• _STATED GOAL_:
Count how many of the lines below contain the string "roof", with case counting, and give only that number.

• _RECORDS PROVIDED_:
»»

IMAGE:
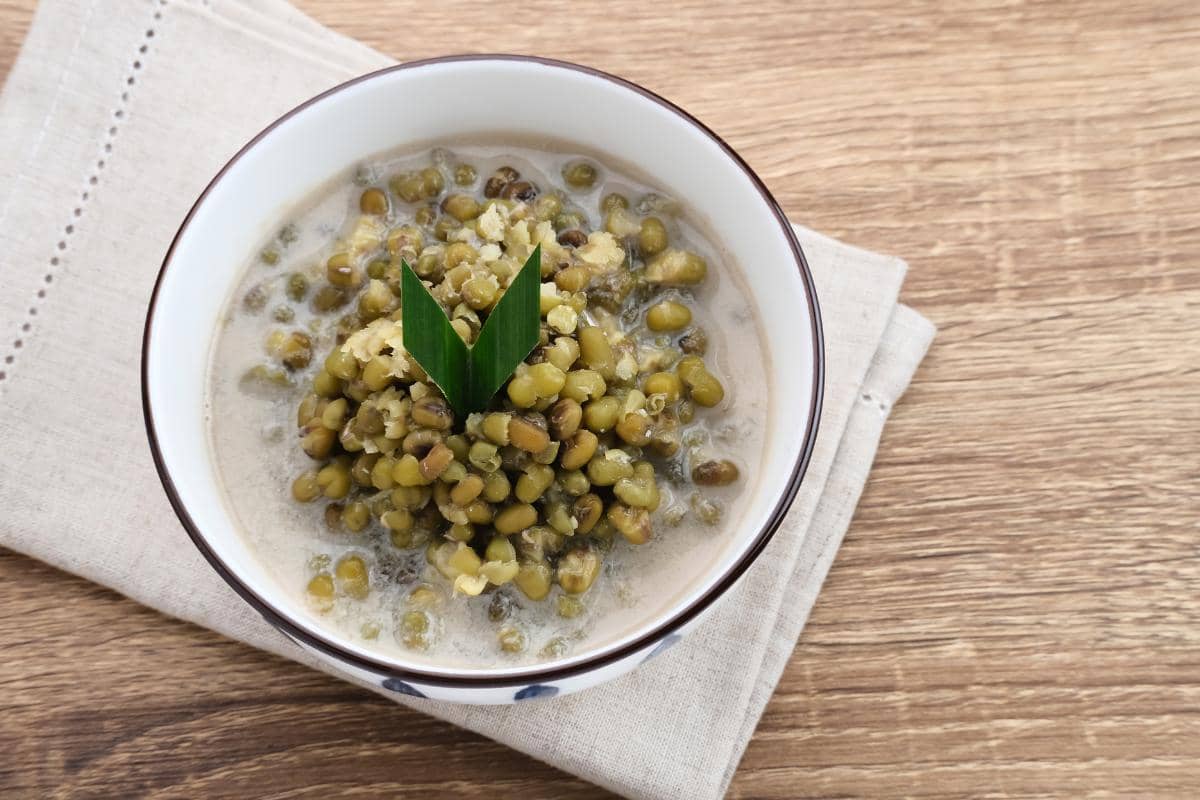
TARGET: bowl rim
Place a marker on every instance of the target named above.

««
»»

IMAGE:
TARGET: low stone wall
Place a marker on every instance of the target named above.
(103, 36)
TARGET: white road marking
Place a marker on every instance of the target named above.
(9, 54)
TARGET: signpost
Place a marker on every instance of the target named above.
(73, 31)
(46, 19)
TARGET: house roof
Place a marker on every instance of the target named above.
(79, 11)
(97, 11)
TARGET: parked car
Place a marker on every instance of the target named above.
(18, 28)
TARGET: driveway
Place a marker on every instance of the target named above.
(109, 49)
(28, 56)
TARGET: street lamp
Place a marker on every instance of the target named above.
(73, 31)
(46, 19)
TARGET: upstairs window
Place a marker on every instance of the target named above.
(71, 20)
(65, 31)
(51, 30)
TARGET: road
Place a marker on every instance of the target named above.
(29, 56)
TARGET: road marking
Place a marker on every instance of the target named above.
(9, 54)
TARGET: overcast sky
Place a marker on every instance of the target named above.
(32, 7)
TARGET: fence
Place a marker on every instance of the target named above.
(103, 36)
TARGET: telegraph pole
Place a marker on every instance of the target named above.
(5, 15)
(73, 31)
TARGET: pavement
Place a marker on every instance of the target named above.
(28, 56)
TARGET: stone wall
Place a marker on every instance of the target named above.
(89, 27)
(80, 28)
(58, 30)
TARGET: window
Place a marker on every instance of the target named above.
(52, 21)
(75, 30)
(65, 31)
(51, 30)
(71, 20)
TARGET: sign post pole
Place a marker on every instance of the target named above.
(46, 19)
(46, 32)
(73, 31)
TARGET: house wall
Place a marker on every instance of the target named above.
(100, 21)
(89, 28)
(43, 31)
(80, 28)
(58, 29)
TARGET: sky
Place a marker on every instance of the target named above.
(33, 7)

««
»»

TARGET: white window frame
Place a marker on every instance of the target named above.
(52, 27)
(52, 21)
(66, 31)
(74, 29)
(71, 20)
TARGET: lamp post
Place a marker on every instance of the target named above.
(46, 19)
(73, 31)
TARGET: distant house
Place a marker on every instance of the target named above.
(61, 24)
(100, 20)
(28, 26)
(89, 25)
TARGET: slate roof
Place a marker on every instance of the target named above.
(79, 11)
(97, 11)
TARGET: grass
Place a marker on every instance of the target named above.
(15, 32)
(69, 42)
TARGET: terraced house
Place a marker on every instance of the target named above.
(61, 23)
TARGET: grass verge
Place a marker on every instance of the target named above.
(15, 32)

««

• _FINISHED TASK_:
2